* WORK TO DO
Repeat the whole listing exactly as written.

Pointing records:
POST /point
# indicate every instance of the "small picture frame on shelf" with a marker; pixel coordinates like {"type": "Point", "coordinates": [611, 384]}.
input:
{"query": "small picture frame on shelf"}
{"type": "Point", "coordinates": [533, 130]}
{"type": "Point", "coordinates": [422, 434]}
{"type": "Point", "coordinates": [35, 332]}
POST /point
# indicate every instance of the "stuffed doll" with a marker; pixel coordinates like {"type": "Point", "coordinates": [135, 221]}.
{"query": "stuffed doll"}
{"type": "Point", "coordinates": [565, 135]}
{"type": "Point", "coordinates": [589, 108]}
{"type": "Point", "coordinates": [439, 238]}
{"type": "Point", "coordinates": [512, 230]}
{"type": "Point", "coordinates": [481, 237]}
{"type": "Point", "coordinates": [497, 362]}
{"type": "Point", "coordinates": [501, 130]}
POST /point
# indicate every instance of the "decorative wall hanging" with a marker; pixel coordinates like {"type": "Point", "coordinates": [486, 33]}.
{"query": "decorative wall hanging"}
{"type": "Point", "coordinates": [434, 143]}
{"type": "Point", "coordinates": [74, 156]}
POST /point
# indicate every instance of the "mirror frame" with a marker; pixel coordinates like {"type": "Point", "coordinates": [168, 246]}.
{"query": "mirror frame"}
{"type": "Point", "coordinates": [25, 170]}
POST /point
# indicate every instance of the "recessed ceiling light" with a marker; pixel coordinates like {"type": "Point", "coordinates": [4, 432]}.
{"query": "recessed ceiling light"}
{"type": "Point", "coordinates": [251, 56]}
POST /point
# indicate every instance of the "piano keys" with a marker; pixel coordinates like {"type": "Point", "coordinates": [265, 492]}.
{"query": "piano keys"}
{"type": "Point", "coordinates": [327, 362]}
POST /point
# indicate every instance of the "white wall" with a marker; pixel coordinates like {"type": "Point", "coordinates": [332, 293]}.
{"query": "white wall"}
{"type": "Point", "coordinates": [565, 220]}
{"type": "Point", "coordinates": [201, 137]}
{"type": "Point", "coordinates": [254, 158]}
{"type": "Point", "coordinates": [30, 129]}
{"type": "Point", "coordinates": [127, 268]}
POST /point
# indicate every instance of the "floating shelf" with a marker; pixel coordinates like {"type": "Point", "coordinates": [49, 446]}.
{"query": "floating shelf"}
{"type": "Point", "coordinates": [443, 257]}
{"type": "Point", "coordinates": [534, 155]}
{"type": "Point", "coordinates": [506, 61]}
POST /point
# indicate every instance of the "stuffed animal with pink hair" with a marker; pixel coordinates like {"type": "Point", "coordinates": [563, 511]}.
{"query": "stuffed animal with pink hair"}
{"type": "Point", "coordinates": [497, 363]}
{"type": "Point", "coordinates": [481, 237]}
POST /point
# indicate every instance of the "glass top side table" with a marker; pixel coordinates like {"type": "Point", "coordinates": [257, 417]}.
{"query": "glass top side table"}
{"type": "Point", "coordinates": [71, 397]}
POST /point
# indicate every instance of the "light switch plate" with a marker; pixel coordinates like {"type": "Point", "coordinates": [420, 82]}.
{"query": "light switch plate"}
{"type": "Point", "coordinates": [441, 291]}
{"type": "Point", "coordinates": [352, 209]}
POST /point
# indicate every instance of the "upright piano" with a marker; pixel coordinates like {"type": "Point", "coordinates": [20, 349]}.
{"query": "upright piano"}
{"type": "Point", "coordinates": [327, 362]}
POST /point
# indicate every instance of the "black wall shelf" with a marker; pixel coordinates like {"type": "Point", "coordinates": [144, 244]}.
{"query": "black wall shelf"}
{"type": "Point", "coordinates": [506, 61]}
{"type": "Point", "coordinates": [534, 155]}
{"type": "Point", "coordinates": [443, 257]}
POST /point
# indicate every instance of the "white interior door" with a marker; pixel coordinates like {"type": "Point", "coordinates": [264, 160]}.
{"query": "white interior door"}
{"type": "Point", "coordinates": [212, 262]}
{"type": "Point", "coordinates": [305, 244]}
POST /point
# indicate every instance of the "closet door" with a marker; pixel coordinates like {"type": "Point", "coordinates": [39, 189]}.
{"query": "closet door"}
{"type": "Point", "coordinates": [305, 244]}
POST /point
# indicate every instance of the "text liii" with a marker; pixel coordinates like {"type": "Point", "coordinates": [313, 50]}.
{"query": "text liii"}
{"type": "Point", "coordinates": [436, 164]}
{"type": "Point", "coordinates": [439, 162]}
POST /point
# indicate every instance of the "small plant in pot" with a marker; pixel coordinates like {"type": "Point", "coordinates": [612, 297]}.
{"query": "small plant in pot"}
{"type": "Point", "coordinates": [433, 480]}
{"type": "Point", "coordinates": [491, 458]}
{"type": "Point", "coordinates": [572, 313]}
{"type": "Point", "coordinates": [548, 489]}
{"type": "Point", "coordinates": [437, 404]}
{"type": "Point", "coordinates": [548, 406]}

* RESPONSE
POST /point
# indicate every instance of the "small picture frame on shelf" with a marker; pixel coordinates like {"type": "Point", "coordinates": [611, 384]}.
input:
{"query": "small picture frame on shelf"}
{"type": "Point", "coordinates": [533, 130]}
{"type": "Point", "coordinates": [422, 434]}
{"type": "Point", "coordinates": [35, 332]}
POST /point
# indicate every instance of the "stuffed doll" with a marker; pixel coordinates like {"type": "Point", "coordinates": [135, 221]}.
{"query": "stuffed doll"}
{"type": "Point", "coordinates": [565, 135]}
{"type": "Point", "coordinates": [589, 108]}
{"type": "Point", "coordinates": [439, 238]}
{"type": "Point", "coordinates": [512, 230]}
{"type": "Point", "coordinates": [481, 237]}
{"type": "Point", "coordinates": [497, 362]}
{"type": "Point", "coordinates": [501, 130]}
POST /point
# indicate every instance of the "decorative wall hanging" with a marker; pixel coordinates like {"type": "Point", "coordinates": [486, 33]}.
{"query": "decorative wall hanging"}
{"type": "Point", "coordinates": [434, 143]}
{"type": "Point", "coordinates": [74, 156]}
POST /point
# indicate every instance of the "mirror frame" with a marker; pixel coordinates like {"type": "Point", "coordinates": [168, 246]}.
{"query": "mirror frame"}
{"type": "Point", "coordinates": [25, 170]}
POST /point
# indicate every instance of the "recessed ceiling light" with a marker; pixel coordinates like {"type": "Point", "coordinates": [4, 432]}.
{"query": "recessed ceiling light"}
{"type": "Point", "coordinates": [251, 56]}
POST /point
# indicate every instance of the "piano keys" with a marker; pixel coordinates like {"type": "Point", "coordinates": [265, 492]}.
{"query": "piano keys"}
{"type": "Point", "coordinates": [327, 362]}
POST /point
# indicate every instance of the "white wall" with a marker; pixel coordinates like {"type": "Point", "coordinates": [332, 293]}.
{"query": "white wall"}
{"type": "Point", "coordinates": [565, 220]}
{"type": "Point", "coordinates": [201, 137]}
{"type": "Point", "coordinates": [254, 158]}
{"type": "Point", "coordinates": [30, 129]}
{"type": "Point", "coordinates": [127, 268]}
POST /point
# indicate every instance of the "floating shelf" with a marker; pixel coordinates like {"type": "Point", "coordinates": [49, 446]}.
{"query": "floating shelf"}
{"type": "Point", "coordinates": [443, 257]}
{"type": "Point", "coordinates": [534, 155]}
{"type": "Point", "coordinates": [506, 61]}
POST /point
# indicate every instance of the "stuffed animal with pink hair" with a marker; pixel coordinates like {"type": "Point", "coordinates": [563, 511]}.
{"query": "stuffed animal with pink hair"}
{"type": "Point", "coordinates": [497, 363]}
{"type": "Point", "coordinates": [481, 237]}
POST /point
# indicate every instance of the "glass top side table" with a marker; pixel coordinates like {"type": "Point", "coordinates": [257, 417]}.
{"query": "glass top side table"}
{"type": "Point", "coordinates": [71, 397]}
POST /point
# indicate every instance of the "light switch plate" with a marker; pixel coordinates like {"type": "Point", "coordinates": [420, 82]}.
{"query": "light switch plate"}
{"type": "Point", "coordinates": [441, 291]}
{"type": "Point", "coordinates": [352, 209]}
POST /point
# indicate every instance of the "upright piano" with a marker; pixel coordinates like {"type": "Point", "coordinates": [20, 349]}.
{"query": "upright piano"}
{"type": "Point", "coordinates": [327, 362]}
POST /point
# indicate every instance of the "black wall shelf" with a marker; pixel coordinates like {"type": "Point", "coordinates": [144, 244]}.
{"query": "black wall shelf"}
{"type": "Point", "coordinates": [506, 61]}
{"type": "Point", "coordinates": [534, 155]}
{"type": "Point", "coordinates": [443, 257]}
POST /point
# indicate every instance of the "white interior door" with a marker; pixel coordinates like {"type": "Point", "coordinates": [264, 160]}.
{"query": "white interior door"}
{"type": "Point", "coordinates": [212, 262]}
{"type": "Point", "coordinates": [305, 244]}
POST /point
# indicate every instance of the "closet door" with a marker; pixel coordinates like {"type": "Point", "coordinates": [39, 189]}.
{"query": "closet door"}
{"type": "Point", "coordinates": [305, 244]}
POST /point
# indicate every instance of the "text liii" with a marker; pixel coordinates like {"type": "Point", "coordinates": [313, 50]}.
{"query": "text liii"}
{"type": "Point", "coordinates": [436, 164]}
{"type": "Point", "coordinates": [439, 162]}
POST /point
# indicate every instance of the "small plant in pot" with a marker; pixel coordinates like {"type": "Point", "coordinates": [612, 297]}.
{"query": "small plant in pot"}
{"type": "Point", "coordinates": [433, 480]}
{"type": "Point", "coordinates": [491, 458]}
{"type": "Point", "coordinates": [572, 313]}
{"type": "Point", "coordinates": [548, 489]}
{"type": "Point", "coordinates": [437, 404]}
{"type": "Point", "coordinates": [548, 406]}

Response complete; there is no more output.